=== Source records ===
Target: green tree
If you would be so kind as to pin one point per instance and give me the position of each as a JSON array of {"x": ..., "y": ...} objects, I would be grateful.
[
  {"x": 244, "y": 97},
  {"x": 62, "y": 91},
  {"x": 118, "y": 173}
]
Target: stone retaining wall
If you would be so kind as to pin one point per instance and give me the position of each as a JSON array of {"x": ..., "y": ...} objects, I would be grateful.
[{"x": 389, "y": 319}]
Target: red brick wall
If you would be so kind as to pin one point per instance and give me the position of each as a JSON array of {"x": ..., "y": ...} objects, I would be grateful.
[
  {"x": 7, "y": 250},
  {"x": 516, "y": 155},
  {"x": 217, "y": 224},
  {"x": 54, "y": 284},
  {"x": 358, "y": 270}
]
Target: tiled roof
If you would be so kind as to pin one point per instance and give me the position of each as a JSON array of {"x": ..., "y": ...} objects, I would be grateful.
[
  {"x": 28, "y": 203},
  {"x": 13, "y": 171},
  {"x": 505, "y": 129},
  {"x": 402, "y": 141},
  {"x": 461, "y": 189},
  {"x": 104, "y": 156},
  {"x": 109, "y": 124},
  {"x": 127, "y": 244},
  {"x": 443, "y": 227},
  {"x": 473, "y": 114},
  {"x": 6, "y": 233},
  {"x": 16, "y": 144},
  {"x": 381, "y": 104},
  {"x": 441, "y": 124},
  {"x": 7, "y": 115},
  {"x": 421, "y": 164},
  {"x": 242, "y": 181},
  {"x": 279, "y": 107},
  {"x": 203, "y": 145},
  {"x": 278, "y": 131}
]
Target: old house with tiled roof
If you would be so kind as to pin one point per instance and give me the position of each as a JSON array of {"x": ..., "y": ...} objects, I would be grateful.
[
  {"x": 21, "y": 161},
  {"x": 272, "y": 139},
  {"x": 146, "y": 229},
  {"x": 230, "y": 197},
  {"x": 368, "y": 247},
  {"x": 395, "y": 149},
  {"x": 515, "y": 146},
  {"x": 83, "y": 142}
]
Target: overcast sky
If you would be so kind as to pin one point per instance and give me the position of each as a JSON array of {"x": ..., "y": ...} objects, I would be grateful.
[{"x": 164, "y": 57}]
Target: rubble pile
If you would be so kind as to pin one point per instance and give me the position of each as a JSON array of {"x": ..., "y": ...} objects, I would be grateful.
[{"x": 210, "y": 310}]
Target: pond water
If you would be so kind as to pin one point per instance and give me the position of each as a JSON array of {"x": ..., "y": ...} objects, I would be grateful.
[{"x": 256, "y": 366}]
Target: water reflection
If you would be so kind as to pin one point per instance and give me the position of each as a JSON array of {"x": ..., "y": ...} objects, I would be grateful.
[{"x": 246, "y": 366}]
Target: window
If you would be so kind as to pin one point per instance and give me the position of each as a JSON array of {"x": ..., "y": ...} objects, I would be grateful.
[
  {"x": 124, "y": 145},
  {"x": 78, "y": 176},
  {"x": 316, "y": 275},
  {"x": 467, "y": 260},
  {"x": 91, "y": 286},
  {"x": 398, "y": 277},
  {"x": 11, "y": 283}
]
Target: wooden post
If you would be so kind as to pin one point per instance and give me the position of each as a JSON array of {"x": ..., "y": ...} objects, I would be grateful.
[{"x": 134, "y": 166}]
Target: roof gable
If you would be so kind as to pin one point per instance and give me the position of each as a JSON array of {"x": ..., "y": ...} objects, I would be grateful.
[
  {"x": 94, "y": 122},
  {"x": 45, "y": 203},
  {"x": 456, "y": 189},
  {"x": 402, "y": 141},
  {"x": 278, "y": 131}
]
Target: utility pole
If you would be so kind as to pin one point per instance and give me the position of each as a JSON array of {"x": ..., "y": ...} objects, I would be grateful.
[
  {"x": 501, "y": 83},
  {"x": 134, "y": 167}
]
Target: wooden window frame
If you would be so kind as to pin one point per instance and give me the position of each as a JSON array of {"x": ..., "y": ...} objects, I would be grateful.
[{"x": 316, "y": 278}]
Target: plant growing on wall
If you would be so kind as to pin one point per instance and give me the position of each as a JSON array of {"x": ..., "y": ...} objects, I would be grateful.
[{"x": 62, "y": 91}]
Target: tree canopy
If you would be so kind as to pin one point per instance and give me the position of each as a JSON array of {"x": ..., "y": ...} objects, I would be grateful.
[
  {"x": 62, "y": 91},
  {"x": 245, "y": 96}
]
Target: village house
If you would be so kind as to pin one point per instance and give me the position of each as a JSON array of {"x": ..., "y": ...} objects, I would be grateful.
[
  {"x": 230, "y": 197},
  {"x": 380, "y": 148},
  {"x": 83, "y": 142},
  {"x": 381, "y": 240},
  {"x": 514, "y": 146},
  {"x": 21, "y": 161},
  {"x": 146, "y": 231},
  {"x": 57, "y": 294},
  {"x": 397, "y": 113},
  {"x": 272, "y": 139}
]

=== Your instructions ===
Set down, word for word, the lines of the material starting at the line containing "Target: plant growing on wall" and ending at the last line of the material.

=== Written solution ===
Target: plant growing on wall
If you would be so kind as to pin one point per instance and give me the position of each as a JSON array of {"x": ..., "y": ...} objects, I would be grateful.
[{"x": 62, "y": 91}]
Target: tree canopy
If you would be so kind as to pin one point per instance and give me the position of each as a JSON array of {"x": ..., "y": ...} objects, I would be grateful.
[
  {"x": 62, "y": 91},
  {"x": 245, "y": 96}
]
Target: village house
If you would be so kind as to pin one point per instance and give me the position of each as a JSON array of {"x": ..., "y": ...} objects, I would be grateful.
[
  {"x": 230, "y": 197},
  {"x": 380, "y": 148},
  {"x": 83, "y": 142},
  {"x": 381, "y": 240},
  {"x": 514, "y": 146},
  {"x": 21, "y": 161},
  {"x": 146, "y": 231},
  {"x": 57, "y": 294},
  {"x": 397, "y": 113},
  {"x": 272, "y": 139}
]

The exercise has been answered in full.